> [SECCIÓN DE TEXTO]
---+---
Alimentos
transgénicos y el valor de la prueba experimental
01/04/14
Una de las características generalmente admitidas del
llamado «método científico» es la capacidad de corroboración (o falsación) de
las hipótesis postuladas para explicar tal o cual fenómeno, mediante el
experimento. El experimento es la prueba clara de la veracidad o falsedad de
toda hipótesis y –postulan las posiciones cientificistas– proporciona evidencia
«pura», está más allá de intereses o ideologías, provee de los datos necesarios
e indispensables para aceptarla o rechazarla.
Quienes
han construido esta concepción cartesiano-positivista hegemónica en ciencia parten
también de presupuestos como estos: La ciencia es una sola y dentro de cada
problema que formula hay un solo un camino para ofrecer pruebas a favor o en
contra. La ciencia se encuentra fuera de todo tipo de intereses «externos»
a ella (políticos, económicos, ideológicos).
La ciencia es
«superior» a toda otra forma o tradición de conocimiento. Podemos refutar estos
presupuestos si dejamos de concebir abstractamente a la ciencia y en cambio la
situamos en su contexto social. Para empezar, debe considerarse que la ciencia
no es una actividad homogénea, igualmente practicada por cualquier integrante
de una comunidad, sustrayéndose al carácter de las teorías, metodologías y concepciones
del mundo que sostiene y apartándose de su ubicación dentro del entramado de
relaciones de poder y de clase. El criterio de «evidencia» a favor o en contra
de una teoría no puede desprenderse de estas relaciones e intereses.
Parte
del debate acerca de los alimentos transgénicos ha
sido dilucidar si se trata de un debate «científico» o «político». En este
contexto, la posición cientificista ha sido sostenida principalmente por los
partidarios de la comercialización de estos alimentos. Quienquiera que se
oponga a comercializar estos alimentos debe mostrar la prueba, la evidencia
universal de su peligrosidad. Mientras esto no se haga los transgénicos son
inocuos por decreto (no por evidencia científica).
Surgen
aquí varias preguntas: ¿cuándo se podrían mostrar las pruebas
definitivas que den o quiten la razón a un punto de vista u otro acerca de los
efectos de la liberación de alimentos transgénicos? ¿Cuáles
son las pruebas científicas válidas y cuáles no? ¿Se puede decidir esto por
fuera de las relaciones de poder? El cientificismo manejado desde las oficinas
y laboratorios de Monsanto, Syngenta o Du Pont está
mañosamente anclado en una obsoleta concepción de lo que es la ciencia y sus
objetos de estudio. Es la que a estas empresas les conviene sostener
aunque no tenga valor de verdad alguno. Es una concepción propia de los siglos
XVII y XVIII, de la física newtoniana, no de una ciencia de los sistemas
complejos: seres vivos, ecosistemas, sociedades y culturas.
---+---
> [DATOS MOSTRADOS]
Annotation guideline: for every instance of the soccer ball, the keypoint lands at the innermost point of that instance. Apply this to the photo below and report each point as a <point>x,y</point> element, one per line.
---+---
> [QUÉ HACER]
(a) Repite del texto sobre los alimentos transgénicos todo lo que va desde "a ella (políticos, económicos, ideológicos)." hasta "relaciones e intereses.", sin cambiar nada.
(b) Según el texto sobre los alimentos transgénicos, ¿quiénes han sostenido principalmente la posición cientificista en ese debate?
(c) Retoma el texto sobre los alimentos transgénicos y sigue escribiéndolo a partir de su última oración.

> [RESPUESTAS DEL EJERCICIO]
(a)
a ella (políticos, económicos, ideológicos).
La ciencia es
«superior» a toda otra forma o tradición de conocimiento. Podemos refutar estos
presupuestos si dejamos de concebir abstractamente a la ciencia y en cambio la
situamos en su contexto social. Para empezar, debe considerarse que la ciencia
no es una actividad homogénea, igualmente practicada por cualquier integrante
de una comunidad, sustrayéndose al carácter de las teorías, metodologías y concepciones
del mundo que sostiene y apartándose de su ubicación dentro del entramado de
relaciones de poder y de clase. El criterio de «evidencia» a favor o en contra
de una teoría no puede desprenderse de estas relaciones e intereses.

(b) Los partidarios de la comercialización de los alimentos transgénicos.

(c)
Los
sistemas complejos se caracterizan por presentar numerosas variables
simultáneas, difíciles o imposibles de controlar todas al mismo tiempo. Esto
produce un incremento de la aleatoriedad del sistema; las salidas que se presentan
pueden ser distintas para situaciones iniciales similares, los parámetros no
siempre son posibles de predecir. Esto lleva a concluir que no existe la prueba
definitiva (experimento crucial, diría Popper) y universal que dé la razón a
alguna de las partes en pugna y se la quite a la otra. Una de las cosas que se
ha mostrado en experimentos diversos sobre alimentos transgénicos es
que en ciertas condicione específicas sus efectos a la salud y al ambiente han
sido nocivos.
Esto
no quiere decir necesariamente que haya pruebas de carácter universal contra
los transgénicos, como
lo exigen las empresas que los fabrican. El comportamiento de los sistemas
complejos no responde a reglas universales, predecibles, como los de la
astronomía galileana, y por tanto los criterios de evidencia no son nunca
universales. Dado el carácter flexible de los sistemas complejos, las
consecuencias de la liberación de esos alimentos no pueden ser calculadas ni
controladas paso a paso. Sin embargo, ello no quiere decir que no existan
pruebas científicas suficientes como para afirmar la existencia, en diversos
contextos, de una peligrosidad real y potencial de los alimentos transgénicos
liberados al ambiente.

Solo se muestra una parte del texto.